- **WORK INSTRUCTIONS**
Copy the Albany County conversion therapy law excerpt in full, word for word.

- **DOCUMENT EXCERPT**
The legislation, Local Law E for 2018, prohibits anyone from offering or providing “conversion therapy” services—regardless of whether they are spiritual or psychological—to anyone under the age of 18 in Albany County.
“Passing this Local Law sends an important message to LGBTQ youth in Albany County,” said Bryan Clenahan, the Guilderland Democrat who introduced the legislation. “You are valued for who you are, no matter how you identify or who you choose to love, and so-called therapies that teach otherwise are abusive and have no place here.”
According to the American Academy of Child and Adolescent Psychiatry, there is “no evidence to support the application of any ‘therapeutic intervention’ operating under the premise that a specific sexual orientation, gender identity, and/or gender expression is pathological. Furthermore, based on the scientific evidence, the AACAP asserts that such ‘conversion therapies’ (or other interventions imposed with the intent of promoting a particular sexual orientation and/or gender as a preferred outcome) lack scientific credibility and clinical utility. Additionally, there is evidence that such interventions are harmful.”
The American Psychological Association, the American Psychiatric Association and the American Medical Association have also denounced the practice as ineffective and potentially harmful. Local Law E states that shame, rejection and psychological abuse are often employed in the attempt to influence the sexual orientation or gender identity of those undergoing “conversion therapy.”
All but two legislators voted in favor of the law. Brian Hogan (R-Latham) was absent and Ralph Signoracci (D-Cohoes) voted against it.
“I applaud the sponsor and all those who voted for it,” said Signoracci. “And I’m certainly not in favor of those kinds of practices. But it’s something I think should be done on a state level.” He said that one could simply cross the county line, adding that he also feels that issues such as paid sick leave should be done statewide and do not fall under the county’s purview.

- **DATASET RECORDS**
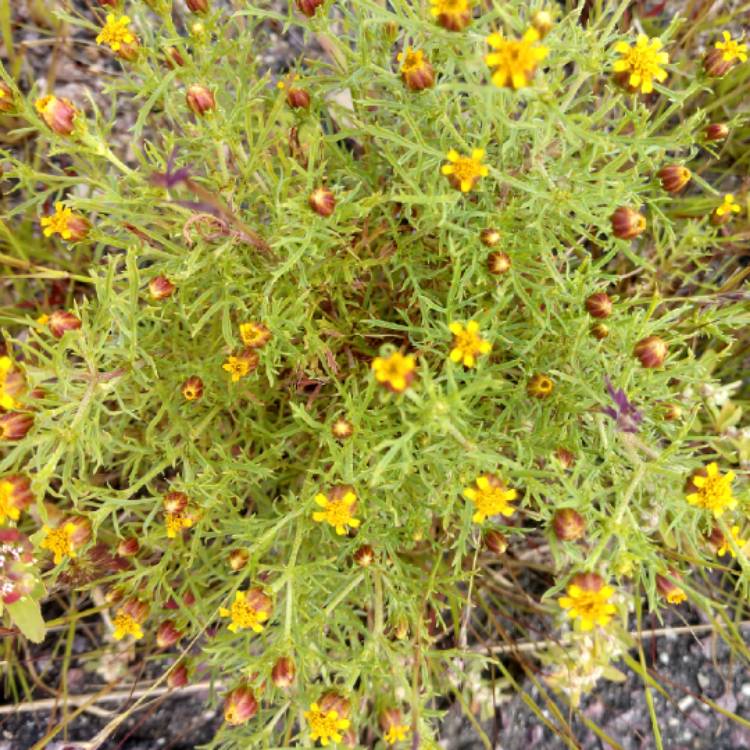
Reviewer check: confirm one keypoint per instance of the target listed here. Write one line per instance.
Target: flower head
(325, 725)
(395, 372)
(250, 609)
(490, 496)
(515, 60)
(713, 491)
(463, 172)
(640, 64)
(339, 507)
(467, 343)
(588, 601)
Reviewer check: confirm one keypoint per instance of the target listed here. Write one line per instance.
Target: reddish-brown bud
(674, 177)
(298, 98)
(61, 321)
(192, 388)
(240, 705)
(175, 502)
(627, 223)
(599, 305)
(238, 558)
(498, 263)
(15, 425)
(283, 672)
(568, 525)
(308, 7)
(200, 99)
(651, 351)
(495, 541)
(322, 201)
(160, 287)
(364, 556)
(59, 114)
(167, 634)
(716, 131)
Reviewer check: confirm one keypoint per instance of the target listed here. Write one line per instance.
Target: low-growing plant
(332, 376)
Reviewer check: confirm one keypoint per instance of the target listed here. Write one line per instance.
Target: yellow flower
(729, 205)
(642, 63)
(339, 508)
(395, 372)
(727, 547)
(490, 496)
(714, 491)
(467, 343)
(515, 60)
(116, 32)
(464, 171)
(325, 725)
(588, 601)
(733, 49)
(59, 541)
(249, 609)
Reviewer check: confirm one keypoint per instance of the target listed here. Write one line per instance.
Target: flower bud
(599, 305)
(14, 425)
(61, 321)
(192, 388)
(298, 98)
(322, 201)
(627, 223)
(308, 7)
(716, 131)
(495, 541)
(674, 177)
(175, 502)
(238, 559)
(240, 705)
(283, 673)
(651, 351)
(568, 525)
(160, 287)
(6, 98)
(498, 263)
(364, 556)
(59, 114)
(200, 99)
(167, 634)
(600, 331)
(128, 547)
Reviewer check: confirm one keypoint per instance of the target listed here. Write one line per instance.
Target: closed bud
(568, 525)
(128, 547)
(308, 7)
(716, 131)
(651, 351)
(192, 388)
(495, 541)
(674, 177)
(15, 425)
(238, 559)
(283, 673)
(167, 634)
(498, 263)
(322, 201)
(175, 502)
(61, 321)
(200, 99)
(59, 114)
(599, 305)
(160, 287)
(364, 556)
(240, 705)
(627, 223)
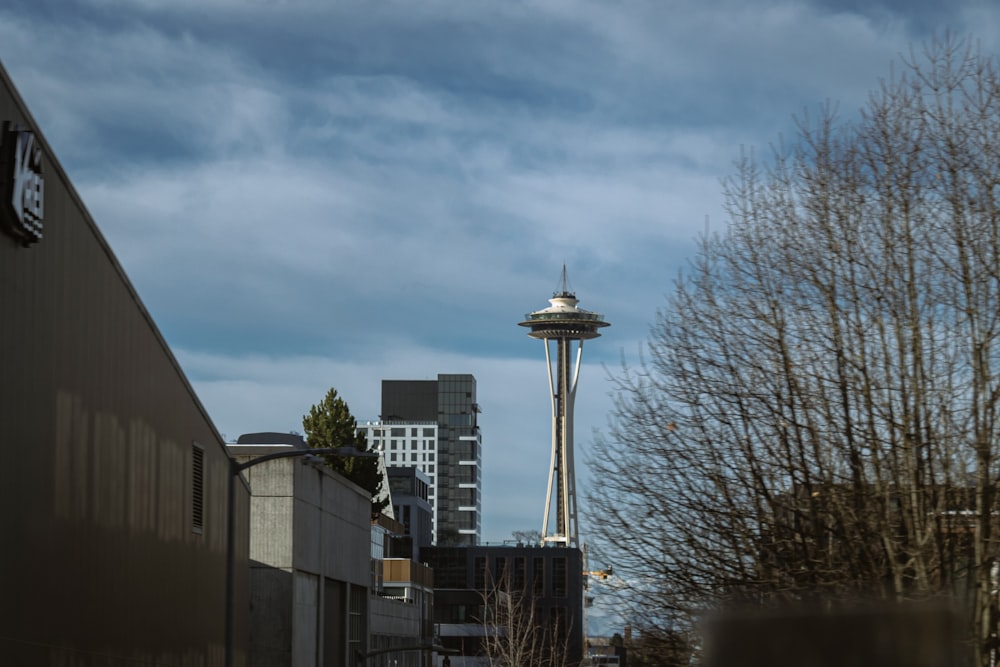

- **THE COMPLETED TASK**
The legislation, Local Law E for 2018, prohibits anyone from offering or providing “conversion therapy” services—regardless of whether they are spiritual or psychological—to anyone under the age of 18 in Albany County.
“Passing this Local Law sends an important message to LGBTQ youth in Albany County,” said Bryan Clenahan, the Guilderland Democrat who introduced the legislation. “You are valued for who you are, no matter how you identify or who you choose to love, and so-called therapies that teach otherwise are abusive and have no place here.”
According to the American Academy of Child and Adolescent Psychiatry, there is “no evidence to support the application of any ‘therapeutic intervention’ operating under the premise that a specific sexual orientation, gender identity, and/or gender expression is pathological. Furthermore, based on the scientific evidence, the AACAP asserts that such ‘conversion therapies’ (or other interventions imposed with the intent of promoting a particular sexual orientation and/or gender as a preferred outcome) lack scientific credibility and clinical utility. Additionally, there is evidence that such interventions are harmful.”
The American Psychological Association, the American Psychiatric Association and the American Medical Association have also denounced the practice as ineffective and potentially harmful. Local Law E states that shame, rejection and psychological abuse are often employed in the attempt to influence the sexual orientation or gender identity of those undergoing “conversion therapy.”
All but two legislators voted in favor of the law. Brian Hogan (R-Latham) was absent and Ralph Signoracci (D-Cohoes) voted against it.
“I applaud the sponsor and all those who voted for it,” said Signoracci. “And I’m certainly not in favor of those kinds of practices. But it’s something I think should be done on a state level.” He said that one could simply cross the county line, adding that he also feels that issues such as paid sick leave should be done statewide and do not fall under the county’s purview.